## Task instructions
Please output only the lines that run from the line containing "Please pick out the seal's body" through the end of the material below, exactly.

Raw records:
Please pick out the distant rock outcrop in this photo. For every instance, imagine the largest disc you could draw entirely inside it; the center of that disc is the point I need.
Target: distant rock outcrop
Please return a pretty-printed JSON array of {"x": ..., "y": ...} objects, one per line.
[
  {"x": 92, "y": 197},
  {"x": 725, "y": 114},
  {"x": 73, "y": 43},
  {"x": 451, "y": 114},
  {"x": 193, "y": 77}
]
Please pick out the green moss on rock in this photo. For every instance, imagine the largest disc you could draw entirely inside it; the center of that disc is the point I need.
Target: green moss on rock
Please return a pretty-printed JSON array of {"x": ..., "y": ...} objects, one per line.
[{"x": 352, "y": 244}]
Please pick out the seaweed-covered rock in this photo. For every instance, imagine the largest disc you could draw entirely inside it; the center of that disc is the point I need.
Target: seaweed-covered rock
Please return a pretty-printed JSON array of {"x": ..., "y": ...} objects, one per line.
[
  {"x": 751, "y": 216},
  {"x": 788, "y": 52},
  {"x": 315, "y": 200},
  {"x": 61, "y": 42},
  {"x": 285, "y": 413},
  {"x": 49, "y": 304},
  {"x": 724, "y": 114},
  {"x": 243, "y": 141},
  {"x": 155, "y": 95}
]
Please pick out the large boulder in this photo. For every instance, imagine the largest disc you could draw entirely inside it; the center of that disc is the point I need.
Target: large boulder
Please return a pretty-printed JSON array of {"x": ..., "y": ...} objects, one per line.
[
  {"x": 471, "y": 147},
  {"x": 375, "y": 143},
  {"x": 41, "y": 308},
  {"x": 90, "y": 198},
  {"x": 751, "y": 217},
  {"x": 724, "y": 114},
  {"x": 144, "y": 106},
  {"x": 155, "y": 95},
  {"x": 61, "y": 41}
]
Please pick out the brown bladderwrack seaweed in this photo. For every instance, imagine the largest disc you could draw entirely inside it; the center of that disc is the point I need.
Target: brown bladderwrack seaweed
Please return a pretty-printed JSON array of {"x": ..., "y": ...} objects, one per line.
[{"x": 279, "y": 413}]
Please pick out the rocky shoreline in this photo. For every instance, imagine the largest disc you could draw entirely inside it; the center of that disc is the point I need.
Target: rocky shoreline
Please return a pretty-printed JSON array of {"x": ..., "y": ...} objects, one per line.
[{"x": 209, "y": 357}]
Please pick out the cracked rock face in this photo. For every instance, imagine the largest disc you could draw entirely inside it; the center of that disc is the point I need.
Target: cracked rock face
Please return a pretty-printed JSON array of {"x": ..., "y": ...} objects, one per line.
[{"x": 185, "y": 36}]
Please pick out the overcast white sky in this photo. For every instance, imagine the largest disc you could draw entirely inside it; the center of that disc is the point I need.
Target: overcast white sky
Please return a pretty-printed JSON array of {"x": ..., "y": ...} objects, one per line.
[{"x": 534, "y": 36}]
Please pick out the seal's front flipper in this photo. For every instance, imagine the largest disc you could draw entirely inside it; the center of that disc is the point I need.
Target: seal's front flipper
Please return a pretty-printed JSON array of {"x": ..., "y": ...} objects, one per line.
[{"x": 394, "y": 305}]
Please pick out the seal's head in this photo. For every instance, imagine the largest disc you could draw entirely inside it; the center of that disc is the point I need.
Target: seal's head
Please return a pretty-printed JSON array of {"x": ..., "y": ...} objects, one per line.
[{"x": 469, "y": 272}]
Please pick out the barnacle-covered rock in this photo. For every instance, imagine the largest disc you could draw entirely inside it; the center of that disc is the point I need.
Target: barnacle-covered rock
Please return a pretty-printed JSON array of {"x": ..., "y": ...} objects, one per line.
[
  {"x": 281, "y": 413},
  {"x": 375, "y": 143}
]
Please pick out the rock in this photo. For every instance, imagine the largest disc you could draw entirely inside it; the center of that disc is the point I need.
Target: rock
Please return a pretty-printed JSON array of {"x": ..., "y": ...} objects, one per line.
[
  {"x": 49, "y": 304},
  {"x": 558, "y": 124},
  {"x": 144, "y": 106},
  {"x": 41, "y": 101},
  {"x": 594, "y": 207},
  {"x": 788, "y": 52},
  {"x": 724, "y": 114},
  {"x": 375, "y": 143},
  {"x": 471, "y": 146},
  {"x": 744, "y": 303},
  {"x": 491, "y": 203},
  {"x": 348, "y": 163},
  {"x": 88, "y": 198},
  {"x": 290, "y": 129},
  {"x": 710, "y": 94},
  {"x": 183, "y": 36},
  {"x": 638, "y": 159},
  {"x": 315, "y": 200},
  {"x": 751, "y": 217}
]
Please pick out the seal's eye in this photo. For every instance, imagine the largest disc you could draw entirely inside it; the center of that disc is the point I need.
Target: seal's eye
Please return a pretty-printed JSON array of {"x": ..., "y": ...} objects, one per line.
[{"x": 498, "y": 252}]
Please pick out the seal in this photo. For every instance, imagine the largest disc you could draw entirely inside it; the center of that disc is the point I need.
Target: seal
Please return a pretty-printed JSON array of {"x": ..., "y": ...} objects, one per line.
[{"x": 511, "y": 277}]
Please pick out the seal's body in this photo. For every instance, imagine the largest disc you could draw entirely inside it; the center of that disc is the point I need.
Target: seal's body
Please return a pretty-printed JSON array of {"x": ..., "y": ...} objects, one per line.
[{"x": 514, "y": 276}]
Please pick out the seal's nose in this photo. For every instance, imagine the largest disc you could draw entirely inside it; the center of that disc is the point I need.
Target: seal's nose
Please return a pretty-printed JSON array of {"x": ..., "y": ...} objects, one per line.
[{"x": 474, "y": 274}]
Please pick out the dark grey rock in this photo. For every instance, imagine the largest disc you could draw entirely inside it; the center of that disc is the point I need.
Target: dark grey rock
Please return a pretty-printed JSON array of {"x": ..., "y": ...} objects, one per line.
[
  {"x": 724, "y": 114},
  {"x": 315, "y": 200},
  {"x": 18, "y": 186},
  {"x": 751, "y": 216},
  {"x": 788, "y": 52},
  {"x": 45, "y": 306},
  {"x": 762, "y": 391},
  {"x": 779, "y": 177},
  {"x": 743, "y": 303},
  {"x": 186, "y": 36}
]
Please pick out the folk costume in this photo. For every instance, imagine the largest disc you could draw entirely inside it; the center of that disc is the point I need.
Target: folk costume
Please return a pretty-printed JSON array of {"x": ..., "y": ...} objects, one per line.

## Written response
Please pick out the seal's body in this photo. For every instance, imagine the largest disc you could draw entirely inside it; the center of that disc is the point I need.
Target: seal's body
Please return a pretty-printed JSON array of {"x": ..., "y": ...} objects, one per line.
[{"x": 514, "y": 276}]
Please pick out the seal's nose in this photo. For every instance, imagine the largest disc you could draw entirely inside it; the center of that disc is the point I need.
Target: seal's nose
Please return a pretty-printed JSON array of {"x": ..., "y": ...} objects, one per line.
[{"x": 474, "y": 274}]
Please pick out the dark grey rock in this photo. For every instance, imagine the largest disc you could draw entirely inside it; the center of that disc is the point I need.
Target: dark grey rock
Please return a pretty-printed JSON array of {"x": ..., "y": ...} objects, one per line.
[
  {"x": 724, "y": 114},
  {"x": 315, "y": 200},
  {"x": 18, "y": 186},
  {"x": 751, "y": 216},
  {"x": 788, "y": 52},
  {"x": 45, "y": 306},
  {"x": 762, "y": 391},
  {"x": 779, "y": 177},
  {"x": 743, "y": 303},
  {"x": 186, "y": 36}
]
Please pick out the folk costume in this photo. For every instance, imagine the largest disc you could draw entirely inside it; the center of that disc is the point I need.
Target: folk costume
Please return a pretty-printed JSON array of {"x": ..., "y": ...} objects, one per line.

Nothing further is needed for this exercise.